### Data for analysis
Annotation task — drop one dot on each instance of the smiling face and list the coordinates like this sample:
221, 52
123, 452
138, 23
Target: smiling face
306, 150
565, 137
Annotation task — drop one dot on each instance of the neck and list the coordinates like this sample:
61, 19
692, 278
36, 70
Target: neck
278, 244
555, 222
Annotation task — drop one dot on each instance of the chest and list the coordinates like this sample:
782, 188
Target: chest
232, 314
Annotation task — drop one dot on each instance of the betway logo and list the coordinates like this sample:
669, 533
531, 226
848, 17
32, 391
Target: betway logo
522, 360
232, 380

### Your assignment
What you return must match the data word for word.

### Response
Annotation task — drop one dot on each instance of the smiling face and list the coordinates like this sample:
221, 52
123, 452
138, 23
Target: smiling face
306, 150
565, 137
Annotation task — drop one dot on each instance of the neck and list the coordinates like this sample:
61, 19
692, 278
36, 70
Target: neck
278, 244
555, 222
Annotation task — drop one dot on each instance of the chest and list the coordinates like this sample:
782, 188
Target: chest
232, 314
Annotation task — drop one dot on each instance of the betway logo and list the coordinates like this sample:
669, 533
531, 226
848, 17
32, 391
Target: betway logo
522, 360
232, 380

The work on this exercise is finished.